# EXERCISE PROMPT:
Starting at the line that contains "Look at the photo above. For every instance of the blurred", return every line through the end of the data exactly, without pictures.

# Records contained in a dataset:
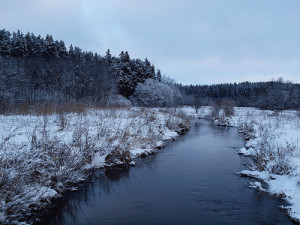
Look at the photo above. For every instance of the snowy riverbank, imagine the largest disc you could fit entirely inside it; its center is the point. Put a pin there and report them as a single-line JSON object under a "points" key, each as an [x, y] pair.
{"points": [[272, 139], [42, 156]]}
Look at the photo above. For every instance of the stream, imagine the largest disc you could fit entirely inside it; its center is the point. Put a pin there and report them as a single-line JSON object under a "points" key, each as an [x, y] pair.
{"points": [[191, 181]]}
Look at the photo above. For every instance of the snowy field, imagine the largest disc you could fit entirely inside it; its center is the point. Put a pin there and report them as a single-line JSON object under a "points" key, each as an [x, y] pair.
{"points": [[272, 139], [42, 156]]}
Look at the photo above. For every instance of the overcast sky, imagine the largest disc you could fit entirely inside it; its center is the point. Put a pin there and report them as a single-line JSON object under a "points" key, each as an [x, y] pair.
{"points": [[192, 41]]}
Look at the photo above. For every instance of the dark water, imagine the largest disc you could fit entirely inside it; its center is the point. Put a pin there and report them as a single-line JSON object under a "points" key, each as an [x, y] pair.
{"points": [[191, 181]]}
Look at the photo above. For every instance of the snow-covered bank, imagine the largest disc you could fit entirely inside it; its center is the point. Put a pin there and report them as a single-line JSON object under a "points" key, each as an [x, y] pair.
{"points": [[272, 140], [42, 156]]}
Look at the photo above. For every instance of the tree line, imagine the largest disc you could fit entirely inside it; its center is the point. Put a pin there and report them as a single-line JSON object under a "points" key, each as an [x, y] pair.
{"points": [[36, 70]]}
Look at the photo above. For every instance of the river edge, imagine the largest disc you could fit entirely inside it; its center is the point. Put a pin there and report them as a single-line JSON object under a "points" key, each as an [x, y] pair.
{"points": [[266, 132], [142, 131]]}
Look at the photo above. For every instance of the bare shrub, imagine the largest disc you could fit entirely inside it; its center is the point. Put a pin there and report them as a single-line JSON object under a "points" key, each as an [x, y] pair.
{"points": [[215, 109], [118, 156], [228, 108]]}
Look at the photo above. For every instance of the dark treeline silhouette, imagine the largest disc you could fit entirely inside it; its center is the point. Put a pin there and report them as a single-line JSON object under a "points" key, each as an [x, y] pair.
{"points": [[274, 95], [35, 70], [38, 70]]}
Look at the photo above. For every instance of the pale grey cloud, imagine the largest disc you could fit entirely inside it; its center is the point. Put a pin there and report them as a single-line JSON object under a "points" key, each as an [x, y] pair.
{"points": [[193, 41]]}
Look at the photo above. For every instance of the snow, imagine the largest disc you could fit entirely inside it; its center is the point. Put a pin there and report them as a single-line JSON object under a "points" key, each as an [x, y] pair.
{"points": [[45, 151], [272, 139], [51, 153]]}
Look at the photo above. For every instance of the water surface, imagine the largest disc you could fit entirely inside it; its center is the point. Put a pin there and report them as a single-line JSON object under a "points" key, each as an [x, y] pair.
{"points": [[191, 181]]}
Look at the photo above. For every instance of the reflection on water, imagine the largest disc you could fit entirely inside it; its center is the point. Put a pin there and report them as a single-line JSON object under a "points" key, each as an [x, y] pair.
{"points": [[191, 181]]}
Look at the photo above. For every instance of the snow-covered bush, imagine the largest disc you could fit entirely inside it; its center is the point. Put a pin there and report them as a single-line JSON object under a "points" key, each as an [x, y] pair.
{"points": [[42, 156], [154, 93]]}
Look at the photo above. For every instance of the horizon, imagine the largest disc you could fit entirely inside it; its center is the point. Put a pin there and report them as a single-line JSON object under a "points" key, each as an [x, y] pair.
{"points": [[198, 42]]}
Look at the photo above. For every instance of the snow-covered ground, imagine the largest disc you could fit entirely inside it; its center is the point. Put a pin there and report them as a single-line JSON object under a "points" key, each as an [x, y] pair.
{"points": [[272, 139], [41, 156]]}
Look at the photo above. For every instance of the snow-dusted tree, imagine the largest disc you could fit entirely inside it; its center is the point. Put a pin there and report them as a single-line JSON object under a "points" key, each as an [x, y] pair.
{"points": [[153, 93], [50, 47], [5, 42]]}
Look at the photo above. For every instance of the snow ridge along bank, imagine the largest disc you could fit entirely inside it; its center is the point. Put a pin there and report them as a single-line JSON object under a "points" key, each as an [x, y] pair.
{"points": [[272, 140], [42, 156]]}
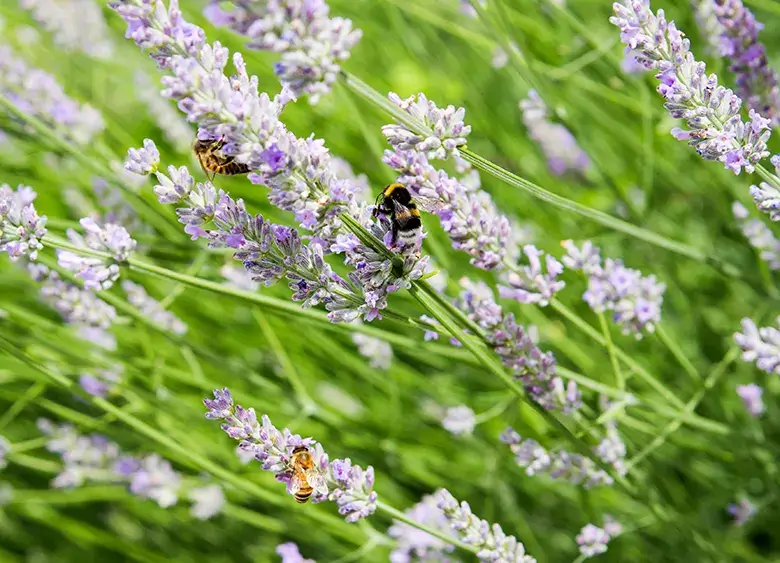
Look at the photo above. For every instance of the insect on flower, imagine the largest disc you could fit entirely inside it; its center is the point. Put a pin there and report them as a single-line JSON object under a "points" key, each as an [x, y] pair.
{"points": [[397, 203], [214, 161], [305, 479]]}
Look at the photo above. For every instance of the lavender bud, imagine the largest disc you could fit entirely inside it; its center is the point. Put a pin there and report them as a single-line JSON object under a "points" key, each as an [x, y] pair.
{"points": [[206, 501], [711, 111], [290, 554], [21, 229], [151, 308], [491, 541], [556, 141], [751, 397], [760, 236], [413, 544], [445, 128], [143, 161], [459, 421], [530, 284]]}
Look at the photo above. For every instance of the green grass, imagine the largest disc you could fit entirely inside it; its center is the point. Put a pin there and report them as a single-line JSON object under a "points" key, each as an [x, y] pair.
{"points": [[692, 446]]}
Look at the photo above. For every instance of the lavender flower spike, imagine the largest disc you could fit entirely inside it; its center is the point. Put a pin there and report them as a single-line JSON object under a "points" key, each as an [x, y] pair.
{"points": [[760, 345], [97, 273], [491, 541], [530, 284], [711, 111], [348, 485], [143, 161], [756, 80], [760, 236], [21, 228], [440, 133]]}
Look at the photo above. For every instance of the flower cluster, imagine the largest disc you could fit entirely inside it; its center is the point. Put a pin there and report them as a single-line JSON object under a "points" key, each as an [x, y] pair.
{"points": [[470, 218], [459, 421], [348, 485], [37, 93], [711, 111], [635, 300], [440, 131], [21, 228], [102, 382], [311, 44], [760, 345], [490, 540], [97, 273], [760, 236], [531, 284], [80, 308], [152, 309], [536, 460], [532, 367], [412, 544], [556, 141], [377, 351], [290, 553], [593, 540], [751, 397], [742, 511], [756, 80], [76, 25], [95, 459]]}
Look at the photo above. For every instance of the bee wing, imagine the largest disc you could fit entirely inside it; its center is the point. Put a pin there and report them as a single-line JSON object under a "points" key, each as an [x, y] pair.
{"points": [[429, 204], [317, 482]]}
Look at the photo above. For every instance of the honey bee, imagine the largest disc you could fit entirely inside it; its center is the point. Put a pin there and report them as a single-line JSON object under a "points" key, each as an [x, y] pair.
{"points": [[397, 203], [213, 161], [305, 479]]}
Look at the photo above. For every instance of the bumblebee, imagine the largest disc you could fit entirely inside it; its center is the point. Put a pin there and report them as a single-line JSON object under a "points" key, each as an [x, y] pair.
{"points": [[213, 161], [397, 203]]}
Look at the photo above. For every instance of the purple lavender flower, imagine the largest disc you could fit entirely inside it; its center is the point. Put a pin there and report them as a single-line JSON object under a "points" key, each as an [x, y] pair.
{"points": [[532, 367], [635, 300], [21, 229], [76, 25], [751, 397], [78, 307], [143, 161], [290, 554], [37, 93], [459, 421], [439, 131], [530, 284], [593, 540], [760, 236], [711, 111], [756, 80], [556, 141], [471, 219], [348, 485], [559, 464], [96, 272], [491, 541], [377, 351], [151, 308], [760, 345], [311, 44], [412, 544], [742, 511], [5, 447]]}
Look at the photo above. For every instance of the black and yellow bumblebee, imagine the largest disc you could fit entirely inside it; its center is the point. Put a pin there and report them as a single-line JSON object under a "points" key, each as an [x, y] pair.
{"points": [[213, 161], [397, 203]]}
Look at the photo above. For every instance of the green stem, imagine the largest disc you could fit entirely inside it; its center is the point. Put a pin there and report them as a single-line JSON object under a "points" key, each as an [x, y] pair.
{"points": [[679, 355]]}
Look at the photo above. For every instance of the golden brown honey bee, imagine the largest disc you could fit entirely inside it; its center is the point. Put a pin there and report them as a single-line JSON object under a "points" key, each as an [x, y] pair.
{"points": [[209, 153], [305, 479]]}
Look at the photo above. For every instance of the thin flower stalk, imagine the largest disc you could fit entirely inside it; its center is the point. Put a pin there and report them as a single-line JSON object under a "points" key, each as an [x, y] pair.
{"points": [[348, 485]]}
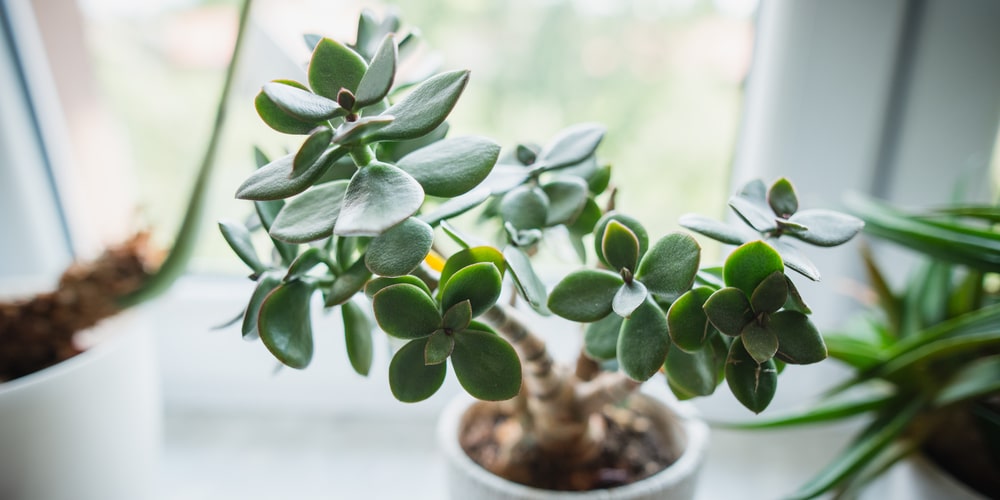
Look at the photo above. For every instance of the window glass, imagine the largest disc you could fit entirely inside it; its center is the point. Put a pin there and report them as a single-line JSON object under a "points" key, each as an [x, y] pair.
{"points": [[663, 75]]}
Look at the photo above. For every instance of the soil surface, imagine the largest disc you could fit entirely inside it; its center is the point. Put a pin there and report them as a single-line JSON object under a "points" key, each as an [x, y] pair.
{"points": [[634, 449], [39, 332]]}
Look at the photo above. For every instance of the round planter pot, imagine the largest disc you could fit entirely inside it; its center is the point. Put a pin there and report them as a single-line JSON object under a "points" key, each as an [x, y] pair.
{"points": [[86, 428], [467, 479]]}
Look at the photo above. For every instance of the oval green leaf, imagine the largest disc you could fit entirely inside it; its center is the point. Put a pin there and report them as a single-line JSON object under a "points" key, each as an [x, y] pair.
{"points": [[421, 111], [619, 247], [799, 341], [782, 199], [285, 325], [750, 264], [486, 366], [729, 311], [452, 167], [585, 295], [770, 294], [400, 249], [333, 66], [688, 323], [310, 216], [377, 80], [669, 268], [753, 384], [525, 207], [358, 337], [367, 211], [480, 284], [411, 379], [405, 311], [600, 340], [643, 342]]}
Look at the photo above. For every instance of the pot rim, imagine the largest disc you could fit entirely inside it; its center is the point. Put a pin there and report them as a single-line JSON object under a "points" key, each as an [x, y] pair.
{"points": [[82, 359], [696, 444]]}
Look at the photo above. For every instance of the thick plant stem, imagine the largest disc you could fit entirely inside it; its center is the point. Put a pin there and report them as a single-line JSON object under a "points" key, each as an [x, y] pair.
{"points": [[558, 422]]}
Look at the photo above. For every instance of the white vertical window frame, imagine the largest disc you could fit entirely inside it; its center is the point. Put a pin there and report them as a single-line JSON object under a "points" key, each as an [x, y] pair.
{"points": [[35, 237], [897, 98]]}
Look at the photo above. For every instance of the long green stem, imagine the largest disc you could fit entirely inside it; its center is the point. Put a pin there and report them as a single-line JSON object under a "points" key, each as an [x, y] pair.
{"points": [[187, 235]]}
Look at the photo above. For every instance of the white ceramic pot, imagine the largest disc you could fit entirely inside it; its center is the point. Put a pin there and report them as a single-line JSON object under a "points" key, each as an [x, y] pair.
{"points": [[88, 428], [468, 480]]}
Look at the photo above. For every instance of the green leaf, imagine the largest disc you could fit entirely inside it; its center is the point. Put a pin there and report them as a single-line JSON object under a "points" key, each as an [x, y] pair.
{"points": [[567, 197], [333, 67], [238, 237], [293, 99], [467, 257], [458, 316], [750, 264], [585, 295], [751, 205], [669, 268], [405, 311], [688, 324], [824, 411], [643, 342], [285, 325], [977, 379], [526, 281], [439, 346], [719, 231], [366, 210], [312, 215], [425, 108], [875, 437], [694, 374], [348, 284], [480, 284], [729, 310], [628, 298], [760, 341], [266, 284], [486, 366], [827, 228], [456, 206], [630, 222], [600, 339], [275, 181], [770, 294], [311, 150], [753, 384], [355, 132], [358, 337], [572, 145], [452, 167], [799, 342], [304, 263], [619, 247], [411, 379], [377, 80], [279, 119], [782, 199], [400, 249], [525, 207]]}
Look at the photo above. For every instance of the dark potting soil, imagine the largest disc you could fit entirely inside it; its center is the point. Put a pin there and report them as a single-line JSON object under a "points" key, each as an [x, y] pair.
{"points": [[632, 450], [39, 332]]}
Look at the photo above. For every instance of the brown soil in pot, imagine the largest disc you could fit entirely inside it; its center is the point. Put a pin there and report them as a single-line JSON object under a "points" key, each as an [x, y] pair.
{"points": [[39, 332], [635, 447]]}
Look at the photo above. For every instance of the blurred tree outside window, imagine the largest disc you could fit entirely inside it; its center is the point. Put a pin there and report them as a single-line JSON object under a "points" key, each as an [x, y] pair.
{"points": [[664, 76]]}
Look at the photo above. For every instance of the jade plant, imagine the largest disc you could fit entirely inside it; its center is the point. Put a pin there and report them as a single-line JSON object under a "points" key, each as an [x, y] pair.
{"points": [[925, 361], [380, 211]]}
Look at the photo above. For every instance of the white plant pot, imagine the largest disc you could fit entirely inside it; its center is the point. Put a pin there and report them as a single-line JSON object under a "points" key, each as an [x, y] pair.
{"points": [[468, 480], [88, 428]]}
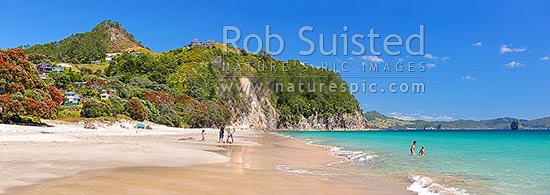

# PROBLEM SOLUTION:
Look at the photo above. For every instance of the blurred tree outside window, imagine the largest disc you could fit entirely inside it; its center is the point. Put a pin there and report them as a single-line JSON object under a "points" key, each as an [x, y] pair.
{"points": [[664, 76]]}
Look at the photo above. For every instance of the jade plant, imagine the largest disc you could fit entirely inside it; its center is the point. Put a pin there and report them as a single-line JSON object under a "points" key, each as an [x, y] pair.
{"points": [[925, 361], [380, 211]]}
Look at the photo above. For every instance of the white plant pot, imagine the largest disc you could fit entirely inside it; its center is the point. Put a pin there and report them as a single-line JSON object under a "points" key, each as an [x, y] pair.
{"points": [[468, 480], [88, 428]]}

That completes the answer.